:: WHAT NEEDS TO BE DONE ::
Show each line in the records below that contains the word "bare", copying every such line in full. Uppercase and lowercase letters count as different.

:: DATA ENTRIES ::
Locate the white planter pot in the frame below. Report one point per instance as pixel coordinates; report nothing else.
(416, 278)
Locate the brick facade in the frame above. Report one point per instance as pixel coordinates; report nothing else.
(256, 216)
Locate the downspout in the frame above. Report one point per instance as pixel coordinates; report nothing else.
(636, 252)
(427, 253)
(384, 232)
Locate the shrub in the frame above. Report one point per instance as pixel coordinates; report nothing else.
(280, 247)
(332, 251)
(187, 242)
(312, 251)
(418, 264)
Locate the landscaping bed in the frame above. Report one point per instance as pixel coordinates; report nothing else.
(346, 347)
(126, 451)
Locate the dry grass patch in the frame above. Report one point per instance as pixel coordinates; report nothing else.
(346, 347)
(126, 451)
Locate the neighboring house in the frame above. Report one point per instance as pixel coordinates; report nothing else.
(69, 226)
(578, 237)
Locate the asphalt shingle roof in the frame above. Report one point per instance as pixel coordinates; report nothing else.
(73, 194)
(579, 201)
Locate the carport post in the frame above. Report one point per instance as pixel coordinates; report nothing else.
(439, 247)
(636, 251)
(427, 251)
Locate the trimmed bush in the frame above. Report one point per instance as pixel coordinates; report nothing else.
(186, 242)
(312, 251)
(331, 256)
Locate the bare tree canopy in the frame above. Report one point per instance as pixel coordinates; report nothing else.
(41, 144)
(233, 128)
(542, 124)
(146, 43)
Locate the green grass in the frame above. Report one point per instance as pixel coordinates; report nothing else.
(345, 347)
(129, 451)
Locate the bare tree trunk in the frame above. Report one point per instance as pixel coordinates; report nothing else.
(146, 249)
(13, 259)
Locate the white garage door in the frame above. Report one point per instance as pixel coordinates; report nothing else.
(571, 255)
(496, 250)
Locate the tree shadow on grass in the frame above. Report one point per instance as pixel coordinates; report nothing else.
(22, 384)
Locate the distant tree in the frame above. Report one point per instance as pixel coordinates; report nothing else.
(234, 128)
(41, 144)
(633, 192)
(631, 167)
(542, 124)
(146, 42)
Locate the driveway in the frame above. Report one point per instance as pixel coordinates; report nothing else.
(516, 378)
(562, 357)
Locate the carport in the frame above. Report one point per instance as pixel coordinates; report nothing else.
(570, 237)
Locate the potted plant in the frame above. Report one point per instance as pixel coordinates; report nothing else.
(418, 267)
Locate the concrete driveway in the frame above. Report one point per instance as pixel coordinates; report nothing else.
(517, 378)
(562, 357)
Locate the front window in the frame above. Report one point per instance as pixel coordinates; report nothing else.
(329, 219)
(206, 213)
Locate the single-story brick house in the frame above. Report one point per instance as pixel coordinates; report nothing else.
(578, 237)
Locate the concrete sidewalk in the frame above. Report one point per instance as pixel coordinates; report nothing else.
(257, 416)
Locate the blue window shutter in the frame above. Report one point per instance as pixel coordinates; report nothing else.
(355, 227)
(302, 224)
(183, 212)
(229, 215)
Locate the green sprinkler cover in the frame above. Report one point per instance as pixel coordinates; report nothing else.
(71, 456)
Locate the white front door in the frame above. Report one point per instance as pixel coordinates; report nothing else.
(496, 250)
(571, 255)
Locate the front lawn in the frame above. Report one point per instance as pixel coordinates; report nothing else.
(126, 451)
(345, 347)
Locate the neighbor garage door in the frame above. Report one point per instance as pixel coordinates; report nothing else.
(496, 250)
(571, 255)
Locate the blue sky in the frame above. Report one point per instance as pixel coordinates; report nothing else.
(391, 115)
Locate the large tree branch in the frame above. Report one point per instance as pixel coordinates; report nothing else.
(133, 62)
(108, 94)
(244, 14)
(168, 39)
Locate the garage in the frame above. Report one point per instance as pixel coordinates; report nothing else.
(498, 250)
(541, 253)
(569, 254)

--

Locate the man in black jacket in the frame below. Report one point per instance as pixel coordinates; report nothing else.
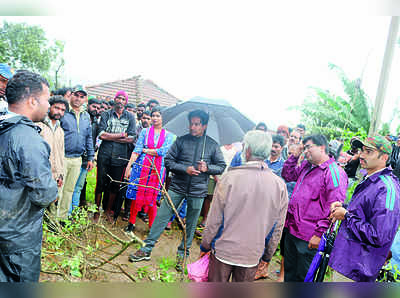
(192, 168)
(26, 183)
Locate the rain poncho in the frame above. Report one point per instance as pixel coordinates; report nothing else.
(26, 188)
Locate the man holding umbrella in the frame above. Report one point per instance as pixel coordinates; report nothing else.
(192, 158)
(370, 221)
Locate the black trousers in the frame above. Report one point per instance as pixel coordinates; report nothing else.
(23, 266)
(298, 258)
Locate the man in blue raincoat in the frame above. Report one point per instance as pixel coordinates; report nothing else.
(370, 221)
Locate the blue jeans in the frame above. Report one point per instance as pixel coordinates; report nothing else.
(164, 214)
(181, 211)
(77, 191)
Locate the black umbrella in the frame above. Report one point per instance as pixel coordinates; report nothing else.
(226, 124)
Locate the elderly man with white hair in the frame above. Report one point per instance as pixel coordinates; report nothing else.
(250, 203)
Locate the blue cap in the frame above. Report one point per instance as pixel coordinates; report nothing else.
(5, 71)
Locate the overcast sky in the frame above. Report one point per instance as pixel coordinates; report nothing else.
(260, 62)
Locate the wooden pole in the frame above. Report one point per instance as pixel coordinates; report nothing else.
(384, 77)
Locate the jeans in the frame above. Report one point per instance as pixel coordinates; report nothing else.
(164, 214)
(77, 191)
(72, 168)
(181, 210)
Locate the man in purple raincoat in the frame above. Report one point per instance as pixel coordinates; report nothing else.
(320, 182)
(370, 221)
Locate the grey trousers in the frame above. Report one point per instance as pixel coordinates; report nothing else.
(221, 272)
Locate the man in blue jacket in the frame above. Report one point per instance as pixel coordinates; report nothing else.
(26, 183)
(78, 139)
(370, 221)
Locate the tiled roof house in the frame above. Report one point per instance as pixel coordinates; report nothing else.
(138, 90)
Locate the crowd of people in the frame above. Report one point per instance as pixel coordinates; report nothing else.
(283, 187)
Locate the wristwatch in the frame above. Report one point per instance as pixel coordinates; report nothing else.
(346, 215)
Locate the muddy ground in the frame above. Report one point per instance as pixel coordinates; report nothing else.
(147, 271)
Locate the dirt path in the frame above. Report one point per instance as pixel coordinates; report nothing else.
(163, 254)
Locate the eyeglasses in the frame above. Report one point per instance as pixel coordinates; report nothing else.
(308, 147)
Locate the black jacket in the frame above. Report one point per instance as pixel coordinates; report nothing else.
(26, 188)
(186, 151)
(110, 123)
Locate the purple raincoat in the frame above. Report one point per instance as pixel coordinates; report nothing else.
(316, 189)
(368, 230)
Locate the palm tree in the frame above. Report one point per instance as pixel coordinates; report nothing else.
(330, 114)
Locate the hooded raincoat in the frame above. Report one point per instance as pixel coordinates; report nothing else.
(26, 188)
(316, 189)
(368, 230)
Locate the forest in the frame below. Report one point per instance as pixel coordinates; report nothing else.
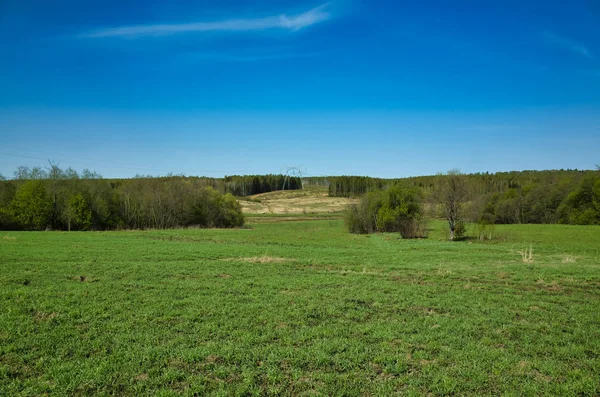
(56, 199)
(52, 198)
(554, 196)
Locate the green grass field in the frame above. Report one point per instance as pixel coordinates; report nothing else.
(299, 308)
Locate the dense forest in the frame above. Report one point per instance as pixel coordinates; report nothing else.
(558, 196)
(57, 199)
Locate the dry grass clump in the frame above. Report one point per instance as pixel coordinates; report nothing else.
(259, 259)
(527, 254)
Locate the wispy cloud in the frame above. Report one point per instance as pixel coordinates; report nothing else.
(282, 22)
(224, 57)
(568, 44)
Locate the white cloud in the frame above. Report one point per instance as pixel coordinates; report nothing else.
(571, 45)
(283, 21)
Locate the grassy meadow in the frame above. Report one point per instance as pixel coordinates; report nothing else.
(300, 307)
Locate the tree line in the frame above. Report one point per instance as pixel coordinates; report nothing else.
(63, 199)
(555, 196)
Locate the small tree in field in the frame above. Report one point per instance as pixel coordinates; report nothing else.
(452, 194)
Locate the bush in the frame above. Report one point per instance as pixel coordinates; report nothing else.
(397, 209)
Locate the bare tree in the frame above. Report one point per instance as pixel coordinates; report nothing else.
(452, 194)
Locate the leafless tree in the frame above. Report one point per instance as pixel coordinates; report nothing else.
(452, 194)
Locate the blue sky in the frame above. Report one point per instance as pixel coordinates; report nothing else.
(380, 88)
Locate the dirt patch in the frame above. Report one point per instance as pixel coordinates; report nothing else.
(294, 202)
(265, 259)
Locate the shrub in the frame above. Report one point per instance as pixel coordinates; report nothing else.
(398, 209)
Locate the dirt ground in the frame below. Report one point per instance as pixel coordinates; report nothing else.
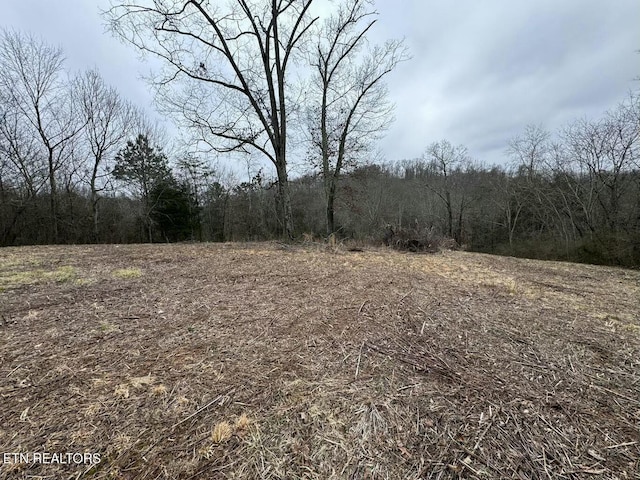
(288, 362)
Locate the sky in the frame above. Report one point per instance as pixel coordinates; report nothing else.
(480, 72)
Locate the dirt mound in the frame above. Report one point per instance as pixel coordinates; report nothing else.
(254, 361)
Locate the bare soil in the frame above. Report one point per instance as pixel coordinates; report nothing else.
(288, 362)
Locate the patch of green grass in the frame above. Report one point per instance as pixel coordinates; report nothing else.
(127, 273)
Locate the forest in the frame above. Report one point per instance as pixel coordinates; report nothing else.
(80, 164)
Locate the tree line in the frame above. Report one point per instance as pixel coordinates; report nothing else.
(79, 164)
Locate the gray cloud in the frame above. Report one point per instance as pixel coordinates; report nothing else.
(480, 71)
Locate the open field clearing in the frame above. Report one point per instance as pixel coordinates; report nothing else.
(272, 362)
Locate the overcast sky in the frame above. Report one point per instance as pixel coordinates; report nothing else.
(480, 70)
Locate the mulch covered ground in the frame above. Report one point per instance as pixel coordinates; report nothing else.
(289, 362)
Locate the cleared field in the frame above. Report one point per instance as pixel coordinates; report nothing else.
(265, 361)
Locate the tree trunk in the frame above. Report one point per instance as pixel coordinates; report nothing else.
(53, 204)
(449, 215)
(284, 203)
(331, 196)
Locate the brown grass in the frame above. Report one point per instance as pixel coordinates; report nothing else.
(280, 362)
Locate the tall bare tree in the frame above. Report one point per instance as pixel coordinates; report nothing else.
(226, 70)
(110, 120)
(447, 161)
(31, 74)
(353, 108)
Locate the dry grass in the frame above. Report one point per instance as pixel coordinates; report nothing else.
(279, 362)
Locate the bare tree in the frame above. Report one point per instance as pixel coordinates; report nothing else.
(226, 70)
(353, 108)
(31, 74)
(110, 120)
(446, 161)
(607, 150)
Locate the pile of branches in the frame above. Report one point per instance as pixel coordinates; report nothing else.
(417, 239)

:: ANSWER TO THIS EXERCISE ::
Locate the bare tree canopy in the frame above. Report one point per instance as pixel coordinates; report nothing else.
Locate the bare tree trunk in the frame above. Report one point per instance as pixel coordinates; report nothing else.
Locate the bare tree in the frame above. Report one point per instance as pixel coordinates; report nothing else.
Locate the bare soil in the frame above. Report one point per instance as pixel coordinates; report nothing else.
Locate the tall bare tree in the frame above. Report one point per instance as pixel coordinates; report nothing else.
Locate the bare tree in the frame above. Report one point per instance as pixel coordinates; report nothing else.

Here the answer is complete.